*Short problem:* Print every one of the rows below word for word, changing nothing.

═════ Source data

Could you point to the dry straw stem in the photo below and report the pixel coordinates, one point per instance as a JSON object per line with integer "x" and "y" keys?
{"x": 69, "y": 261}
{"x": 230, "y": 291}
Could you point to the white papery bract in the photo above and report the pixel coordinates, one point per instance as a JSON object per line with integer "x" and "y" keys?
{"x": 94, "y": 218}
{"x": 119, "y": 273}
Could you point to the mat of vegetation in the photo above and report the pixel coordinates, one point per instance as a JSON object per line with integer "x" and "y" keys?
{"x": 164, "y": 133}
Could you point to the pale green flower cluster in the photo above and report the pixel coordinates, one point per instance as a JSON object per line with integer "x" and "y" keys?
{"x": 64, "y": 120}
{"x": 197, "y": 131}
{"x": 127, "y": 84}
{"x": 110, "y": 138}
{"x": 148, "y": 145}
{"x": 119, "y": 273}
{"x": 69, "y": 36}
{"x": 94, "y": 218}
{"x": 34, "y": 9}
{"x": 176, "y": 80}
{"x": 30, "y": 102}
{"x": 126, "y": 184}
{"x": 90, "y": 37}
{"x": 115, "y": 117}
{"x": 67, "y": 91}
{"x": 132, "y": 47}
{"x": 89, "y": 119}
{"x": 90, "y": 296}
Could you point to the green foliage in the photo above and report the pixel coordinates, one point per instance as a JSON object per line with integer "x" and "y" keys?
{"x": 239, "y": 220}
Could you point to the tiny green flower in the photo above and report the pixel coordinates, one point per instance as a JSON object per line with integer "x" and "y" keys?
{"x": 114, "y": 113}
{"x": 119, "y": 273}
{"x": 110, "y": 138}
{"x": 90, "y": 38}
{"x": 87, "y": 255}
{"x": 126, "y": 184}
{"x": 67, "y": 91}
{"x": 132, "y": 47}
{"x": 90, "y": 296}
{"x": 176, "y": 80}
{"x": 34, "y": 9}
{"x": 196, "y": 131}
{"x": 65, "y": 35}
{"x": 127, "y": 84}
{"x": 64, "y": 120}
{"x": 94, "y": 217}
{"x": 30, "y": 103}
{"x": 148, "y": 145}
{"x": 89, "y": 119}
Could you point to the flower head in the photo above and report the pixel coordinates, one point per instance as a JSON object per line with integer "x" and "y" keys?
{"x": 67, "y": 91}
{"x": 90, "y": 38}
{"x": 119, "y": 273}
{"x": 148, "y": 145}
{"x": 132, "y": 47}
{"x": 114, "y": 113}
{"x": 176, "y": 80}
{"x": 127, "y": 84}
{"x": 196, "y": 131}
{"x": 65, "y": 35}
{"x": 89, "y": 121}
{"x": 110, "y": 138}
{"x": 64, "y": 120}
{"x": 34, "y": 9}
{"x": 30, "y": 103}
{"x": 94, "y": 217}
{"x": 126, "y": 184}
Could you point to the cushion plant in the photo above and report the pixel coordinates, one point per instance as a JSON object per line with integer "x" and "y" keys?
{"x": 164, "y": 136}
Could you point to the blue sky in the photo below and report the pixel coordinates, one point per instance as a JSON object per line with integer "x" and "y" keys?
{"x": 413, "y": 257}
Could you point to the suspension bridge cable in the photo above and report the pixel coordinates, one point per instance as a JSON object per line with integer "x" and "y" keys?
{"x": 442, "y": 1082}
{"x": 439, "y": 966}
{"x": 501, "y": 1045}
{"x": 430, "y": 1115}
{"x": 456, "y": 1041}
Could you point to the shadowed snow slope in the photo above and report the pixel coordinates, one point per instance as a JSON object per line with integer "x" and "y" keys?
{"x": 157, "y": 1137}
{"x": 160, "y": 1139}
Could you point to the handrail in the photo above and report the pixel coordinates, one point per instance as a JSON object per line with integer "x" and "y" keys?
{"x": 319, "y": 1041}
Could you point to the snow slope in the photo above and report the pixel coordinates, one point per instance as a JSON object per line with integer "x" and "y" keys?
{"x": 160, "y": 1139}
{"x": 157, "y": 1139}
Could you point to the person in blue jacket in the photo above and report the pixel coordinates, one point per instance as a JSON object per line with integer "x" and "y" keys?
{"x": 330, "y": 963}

══════════

*Exercise response:*
Could you point to the dry straw stem in the photo below and report the pixel coordinates, one point per instance as a JSON object per line with integer "x" and "y" keys?
{"x": 69, "y": 261}
{"x": 230, "y": 291}
Could you point to the white papery bract in the photo above and report the pixel coordinates, one point per instance as a JSON object per line with integer "x" and "y" keys?
{"x": 94, "y": 218}
{"x": 119, "y": 273}
Could you point to the mat of vegetation in the photo above and report the pixel coordinates, one point per instance as a JSON object per line with integer "x" and "y" keys?
{"x": 164, "y": 133}
Could you point to the pale green flower cluster in the photo above and report the pixel coordinates, one point per instance as a JSON object per line with integer "x" and "y" keys?
{"x": 64, "y": 120}
{"x": 197, "y": 131}
{"x": 127, "y": 84}
{"x": 110, "y": 138}
{"x": 148, "y": 145}
{"x": 119, "y": 273}
{"x": 69, "y": 36}
{"x": 94, "y": 218}
{"x": 34, "y": 9}
{"x": 176, "y": 80}
{"x": 30, "y": 102}
{"x": 126, "y": 184}
{"x": 90, "y": 37}
{"x": 115, "y": 117}
{"x": 67, "y": 91}
{"x": 132, "y": 47}
{"x": 89, "y": 119}
{"x": 90, "y": 296}
Could you point to the green foliage in the photo above and report the pixel coordinates, one point per instance as a JSON object per line with integer "x" and "y" keys?
{"x": 239, "y": 220}
Could you point to the tiny green flower in the photo above and report the pixel coordinates, one point per instance as a JSON object per line with integer "x" and "y" keys?
{"x": 114, "y": 113}
{"x": 119, "y": 273}
{"x": 110, "y": 138}
{"x": 90, "y": 38}
{"x": 87, "y": 255}
{"x": 126, "y": 184}
{"x": 67, "y": 91}
{"x": 132, "y": 47}
{"x": 90, "y": 296}
{"x": 176, "y": 80}
{"x": 34, "y": 9}
{"x": 196, "y": 131}
{"x": 65, "y": 35}
{"x": 127, "y": 84}
{"x": 64, "y": 120}
{"x": 94, "y": 217}
{"x": 30, "y": 103}
{"x": 148, "y": 145}
{"x": 89, "y": 119}
Could you point to the flower head in the photo above and report the pixel coordinates, one point per instance as a JSON object per line with integer "x" and "y" keys?
{"x": 67, "y": 91}
{"x": 90, "y": 38}
{"x": 119, "y": 273}
{"x": 148, "y": 145}
{"x": 132, "y": 47}
{"x": 114, "y": 113}
{"x": 176, "y": 80}
{"x": 127, "y": 84}
{"x": 196, "y": 131}
{"x": 65, "y": 35}
{"x": 89, "y": 121}
{"x": 110, "y": 138}
{"x": 64, "y": 120}
{"x": 34, "y": 9}
{"x": 30, "y": 103}
{"x": 94, "y": 217}
{"x": 126, "y": 184}
Could you point to the cushion plant in the photo above and report the pixel coordinates, one point per instance as a JSON object per line with integer "x" and "y" keys?
{"x": 164, "y": 136}
Could you point to the blue sky in the photo below and report the pixel coordinates, one point per instance as a JSON object per line with integer "x" and "y" keys?
{"x": 413, "y": 257}
Could you point to the suspension bridge cable in the photo above and report the pixel coordinates, one point per instance as a JSON object per line with integer "x" and "y" keys?
{"x": 442, "y": 1082}
{"x": 439, "y": 966}
{"x": 501, "y": 1045}
{"x": 430, "y": 1115}
{"x": 456, "y": 1041}
Could you point to the shadowed snow slope in the photo above and report the pixel coordinates, one point per instance as a JSON object per line with integer "x" and "y" keys?
{"x": 157, "y": 1137}
{"x": 160, "y": 1139}
Could you point to the handrail in the photo above and report the pixel coordinates, one point per instance as a JSON object per line with integer "x" and "y" keys?
{"x": 319, "y": 1041}
Could you point to the snow slope in the photo above and report the pixel coordinates, one point per instance as a JSON object per line with integer "x" and "y" keys?
{"x": 160, "y": 1139}
{"x": 157, "y": 1139}
Could you point to the person in blue jacket in the photo above and report the pixel coordinates, one point per instance as a JSON object per line with integer "x" and "y" keys?
{"x": 330, "y": 963}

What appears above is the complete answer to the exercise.